Records shown –
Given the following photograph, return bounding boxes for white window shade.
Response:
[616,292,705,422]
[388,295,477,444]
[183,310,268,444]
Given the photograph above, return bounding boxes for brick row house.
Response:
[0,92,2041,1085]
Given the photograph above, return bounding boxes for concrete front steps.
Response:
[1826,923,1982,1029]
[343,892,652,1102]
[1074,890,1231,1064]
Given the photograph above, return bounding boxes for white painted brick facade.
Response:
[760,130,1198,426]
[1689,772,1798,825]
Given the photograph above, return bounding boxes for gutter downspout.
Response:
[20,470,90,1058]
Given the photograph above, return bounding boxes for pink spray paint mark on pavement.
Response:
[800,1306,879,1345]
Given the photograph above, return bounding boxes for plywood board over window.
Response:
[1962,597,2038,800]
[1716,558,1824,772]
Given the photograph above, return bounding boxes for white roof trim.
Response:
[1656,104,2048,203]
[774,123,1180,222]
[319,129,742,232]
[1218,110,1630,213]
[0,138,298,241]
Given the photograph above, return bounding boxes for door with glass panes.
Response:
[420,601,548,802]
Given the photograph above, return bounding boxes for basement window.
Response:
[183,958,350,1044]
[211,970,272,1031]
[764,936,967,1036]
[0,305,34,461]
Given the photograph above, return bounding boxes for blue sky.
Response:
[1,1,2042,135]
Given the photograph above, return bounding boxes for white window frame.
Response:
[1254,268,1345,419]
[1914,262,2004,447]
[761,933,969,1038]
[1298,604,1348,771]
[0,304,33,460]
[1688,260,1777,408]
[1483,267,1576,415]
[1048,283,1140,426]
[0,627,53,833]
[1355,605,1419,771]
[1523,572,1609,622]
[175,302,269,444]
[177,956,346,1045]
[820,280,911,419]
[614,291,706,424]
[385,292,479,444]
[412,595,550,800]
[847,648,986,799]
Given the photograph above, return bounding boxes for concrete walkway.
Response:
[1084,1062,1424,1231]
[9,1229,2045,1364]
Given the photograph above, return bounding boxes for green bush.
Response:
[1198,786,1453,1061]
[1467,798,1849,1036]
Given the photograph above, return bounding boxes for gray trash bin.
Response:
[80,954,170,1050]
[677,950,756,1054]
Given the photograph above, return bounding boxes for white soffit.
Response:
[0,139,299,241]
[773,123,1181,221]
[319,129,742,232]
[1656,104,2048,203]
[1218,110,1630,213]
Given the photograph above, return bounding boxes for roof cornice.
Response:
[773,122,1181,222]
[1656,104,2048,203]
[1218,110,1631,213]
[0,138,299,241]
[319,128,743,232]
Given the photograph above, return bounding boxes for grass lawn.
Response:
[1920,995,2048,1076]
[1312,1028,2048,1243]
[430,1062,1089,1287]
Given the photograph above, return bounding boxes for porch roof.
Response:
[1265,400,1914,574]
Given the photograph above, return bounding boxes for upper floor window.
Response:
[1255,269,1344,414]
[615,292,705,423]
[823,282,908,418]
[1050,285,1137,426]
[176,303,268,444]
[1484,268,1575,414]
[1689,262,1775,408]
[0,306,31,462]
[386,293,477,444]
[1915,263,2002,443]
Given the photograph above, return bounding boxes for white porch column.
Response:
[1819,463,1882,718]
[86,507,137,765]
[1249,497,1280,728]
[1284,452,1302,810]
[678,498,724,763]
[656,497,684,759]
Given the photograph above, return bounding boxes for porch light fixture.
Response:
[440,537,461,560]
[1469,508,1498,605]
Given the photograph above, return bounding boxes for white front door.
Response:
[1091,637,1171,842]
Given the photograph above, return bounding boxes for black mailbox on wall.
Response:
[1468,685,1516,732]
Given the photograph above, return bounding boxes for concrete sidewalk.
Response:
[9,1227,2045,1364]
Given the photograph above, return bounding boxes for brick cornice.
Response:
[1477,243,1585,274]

Work item – Reproduce the entire listing above exactly, leaving nothing out.

Output of the task –
Given the following photograph, return bounding boxes for white window shade.
Response:
[616,292,705,422]
[388,295,477,444]
[183,310,268,444]
Given the photograph above, return bounding boxes for brick row house.
Response:
[0,92,2041,1085]
Given the photograph above, return bounding boxes for concrete front steps.
Response:
[1826,923,1982,1029]
[343,892,652,1102]
[1074,890,1231,1064]
Given the photograph above, return bounding boxes for white painted brick facade.
Response:
[760,130,1198,426]
[1689,772,1798,825]
Given the photograph above, return bounding boxes for gutter downspout.
Response:
[20,470,90,1058]
Given the photograph above, return bounding boxes for pink spray paint mark on pavement.
Response:
[800,1306,879,1345]
Given the photograph above, return bounding boxes for plywood board over window.
Response:
[1962,597,2038,800]
[1716,558,1824,772]
Given the photograph above, return bounding boxes for white roof trim.
Response:
[1656,104,2048,203]
[774,123,1180,222]
[319,129,742,232]
[1218,110,1630,213]
[0,138,298,241]
Given the photograph above, return bounding boxes for door with glass panes.
Response:
[420,601,548,802]
Given the photograph above, return bounding boxes for basement window.
Response:
[183,958,350,1044]
[211,970,272,1031]
[764,936,967,1036]
[0,305,34,461]
Given the photograph above, return bounding boxes for blue sky.
Response:
[1,1,2042,135]
Given the photograph above, return bounding boxes for white window frame.
Response:
[1254,268,1345,419]
[1914,262,2004,447]
[761,933,969,1038]
[1298,604,1348,771]
[0,304,33,460]
[1688,260,1777,408]
[1483,267,1576,415]
[1048,283,1140,426]
[0,627,53,833]
[1355,605,1419,771]
[1523,572,1609,622]
[175,302,269,444]
[177,956,346,1045]
[820,280,911,419]
[614,291,706,424]
[385,292,479,444]
[412,595,550,800]
[847,648,986,799]
Given the photograph above, return bounding boxes for concrete walkway.
Response:
[1084,1062,1424,1231]
[9,1229,2045,1364]
Given the photograph above, return bounding boxes for green bush.
Response:
[1198,786,1453,1061]
[1467,798,1849,1036]
Given the photograph above, return bounding boxes for gray trash bin.
Response:
[80,954,170,1050]
[677,950,756,1054]
Given the photograph above, return bounding boxes for white soffit.
Response:
[0,139,299,241]
[773,123,1181,221]
[319,129,742,232]
[1656,104,2048,203]
[1218,110,1630,213]
Given the photograph above, return bounding boxes for roof cornice.
Response:
[773,122,1181,222]
[1656,104,2048,203]
[1218,110,1631,213]
[0,138,299,241]
[319,128,743,232]
Given the photograph above, return bounding boxes for grass lawn.
Response:
[1920,995,2048,1076]
[1312,1028,2048,1243]
[430,1062,1089,1287]
Given the photograph above, return bounding boxes for porch roof.
Response:
[1265,400,1914,574]
Given the photograph above, return bounding boxes for upper floor window.
Response:
[1255,269,1344,414]
[615,292,705,423]
[823,282,908,418]
[1050,285,1137,426]
[176,303,268,444]
[1484,268,1575,414]
[1689,262,1775,408]
[0,306,31,462]
[386,293,477,444]
[1915,263,2002,443]
Given the photograph above, return bounding boxes for white porch column.
Response:
[1819,463,1882,718]
[86,507,137,765]
[1249,497,1280,728]
[1284,452,1302,810]
[678,498,724,763]
[656,497,684,759]
Given the photograph above, return bounding boxes for porch light fixture.
Response:
[440,537,461,560]
[1469,508,1498,605]
Given the photograph above, return bounding boxes for white front door.
Response:
[1091,637,1171,842]
Given the photograph above, return bounding boxes for black mailbox on wall.
Response:
[1468,685,1516,732]
Given the photograph above, return bounding boxes for concrete sidewalk.
Response:
[9,1227,2045,1364]
Given the photograph above, return bounding boxes for brick cornice.
Response:
[1477,243,1585,274]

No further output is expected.